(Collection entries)

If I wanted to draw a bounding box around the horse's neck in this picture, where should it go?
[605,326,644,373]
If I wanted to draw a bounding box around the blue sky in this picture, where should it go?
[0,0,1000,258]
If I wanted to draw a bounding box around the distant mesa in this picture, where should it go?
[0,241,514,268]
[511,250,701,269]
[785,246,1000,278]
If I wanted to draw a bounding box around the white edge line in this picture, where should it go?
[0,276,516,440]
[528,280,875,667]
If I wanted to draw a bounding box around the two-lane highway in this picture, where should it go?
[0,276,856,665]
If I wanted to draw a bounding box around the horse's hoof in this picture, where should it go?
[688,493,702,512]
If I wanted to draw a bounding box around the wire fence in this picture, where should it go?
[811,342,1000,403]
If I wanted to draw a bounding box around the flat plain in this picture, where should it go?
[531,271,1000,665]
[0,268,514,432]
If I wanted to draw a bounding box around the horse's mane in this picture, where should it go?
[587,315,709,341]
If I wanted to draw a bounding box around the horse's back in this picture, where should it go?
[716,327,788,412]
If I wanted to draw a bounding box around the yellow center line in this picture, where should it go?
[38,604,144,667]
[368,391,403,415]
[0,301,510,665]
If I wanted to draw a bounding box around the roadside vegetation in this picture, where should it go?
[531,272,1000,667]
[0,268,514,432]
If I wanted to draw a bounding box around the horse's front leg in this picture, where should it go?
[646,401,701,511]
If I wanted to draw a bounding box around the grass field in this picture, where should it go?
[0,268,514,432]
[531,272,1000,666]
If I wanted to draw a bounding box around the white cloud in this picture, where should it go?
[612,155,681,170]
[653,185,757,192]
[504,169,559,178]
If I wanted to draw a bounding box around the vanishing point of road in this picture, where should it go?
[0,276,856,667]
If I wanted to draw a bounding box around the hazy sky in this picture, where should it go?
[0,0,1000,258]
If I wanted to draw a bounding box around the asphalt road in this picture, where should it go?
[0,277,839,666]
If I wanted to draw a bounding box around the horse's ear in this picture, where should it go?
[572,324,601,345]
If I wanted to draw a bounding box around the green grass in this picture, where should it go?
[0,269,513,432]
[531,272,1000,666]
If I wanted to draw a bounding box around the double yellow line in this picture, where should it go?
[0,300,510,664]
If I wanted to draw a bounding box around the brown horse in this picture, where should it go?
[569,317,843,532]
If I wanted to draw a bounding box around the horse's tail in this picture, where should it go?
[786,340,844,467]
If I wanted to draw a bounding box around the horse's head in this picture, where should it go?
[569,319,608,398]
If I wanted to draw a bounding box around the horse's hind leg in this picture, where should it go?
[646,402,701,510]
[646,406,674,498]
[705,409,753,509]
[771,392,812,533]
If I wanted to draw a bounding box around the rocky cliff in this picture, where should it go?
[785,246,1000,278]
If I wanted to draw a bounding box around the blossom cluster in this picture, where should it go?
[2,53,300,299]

*WORK TO COMPLETE:* Reproduce every row above word for word, leaving each line unchanged.

*FINISHED ANSWER:*
If I wanted to draw a bounding box around the horse's neck in this picture, where should it go?
[605,326,644,373]
If I wanted to draw a bounding box around the blue sky in this picture, where should it go?
[0,0,1000,258]
If I wanted to draw a bounding box around the distant mesa in this picture, where should it go?
[0,241,514,268]
[511,250,701,269]
[785,246,1000,278]
If I wanted to draw a bounding box around the white edge line in this picture, where should it go?
[0,276,516,440]
[528,280,875,667]
If I wanted to draw a bounding box around the two-lane highway in this picture, where should it go?
[0,276,856,665]
If I wanted to draw a bounding box around the horse's hoof in this picture, where should it go?
[688,493,702,512]
If I wanted to draw a bounding box around the wire fence in this picture, where should it go?
[811,342,1000,403]
If I wanted to draw a bounding box around the flat plain in this picture, where should it go?
[531,271,1000,665]
[0,268,514,432]
If I wanted to draw a bounding box around the horse's mane in this picture, where should it go?
[587,315,709,341]
If I wanted to draw a bounding box around the horse's back in this picture, where should it go?
[716,327,788,412]
If I wanted to draw a bounding box around the yellow center line in this picture, where should it go?
[38,604,144,667]
[368,391,403,415]
[0,301,510,665]
If I wanted to draw a bounding box around the roadside vegetation in this picture, where should it go?
[531,272,1000,667]
[0,268,514,432]
If I wanted to draw a bounding box around the horse's front leg in this picture, where should it go?
[646,401,701,511]
If I wanted to draw a bounding box around the grass field in this picture, where should it go?
[0,268,514,432]
[531,272,1000,666]
If I wanted to draw a bounding box around the white cloud in this picture, where should it go?
[612,155,681,170]
[653,185,757,192]
[504,169,559,178]
If I wanted to draw a bounding box around the vanishing point of road in this picture, where should it go?
[0,276,856,667]
If I wanted to draw a bounding box around the hazy sky in this picture, where should it go?
[0,0,1000,258]
If I wanted to draw a bounding box around the asphalt road in this picture, where should it go?
[0,277,839,666]
If I wanted to draw a bounding box around the horse's ear in this picture, where should it go?
[572,324,601,345]
If I wanted to draw a bounding box around the green grass in this picture, where should it go?
[0,269,513,432]
[531,272,1000,666]
If I wanted to draw a bounding box around the double yellow line in this picture, where should it go?
[0,300,510,664]
If I wanted to draw a bounding box around the brown horse in this picture, where should it go?
[569,317,843,532]
If I wanted to draw a bounding box around the horse's tail in this picture, where should it go?
[786,340,844,467]
If I wanted to draw a bounding box around the horse's head in this picture, where should it go?
[569,319,608,398]
If I wanted to draw a bounding box around the horse's hind leg in this picture, where should it go?
[646,402,701,510]
[646,406,674,498]
[705,409,753,509]
[771,392,812,533]
If I wanted to draw a bounding box around the rocky cliff in this picture, where should it go?
[785,246,1000,278]
If I wanted to draw a bounding box around the blossom cluster in this picture, where should it go?
[2,53,300,299]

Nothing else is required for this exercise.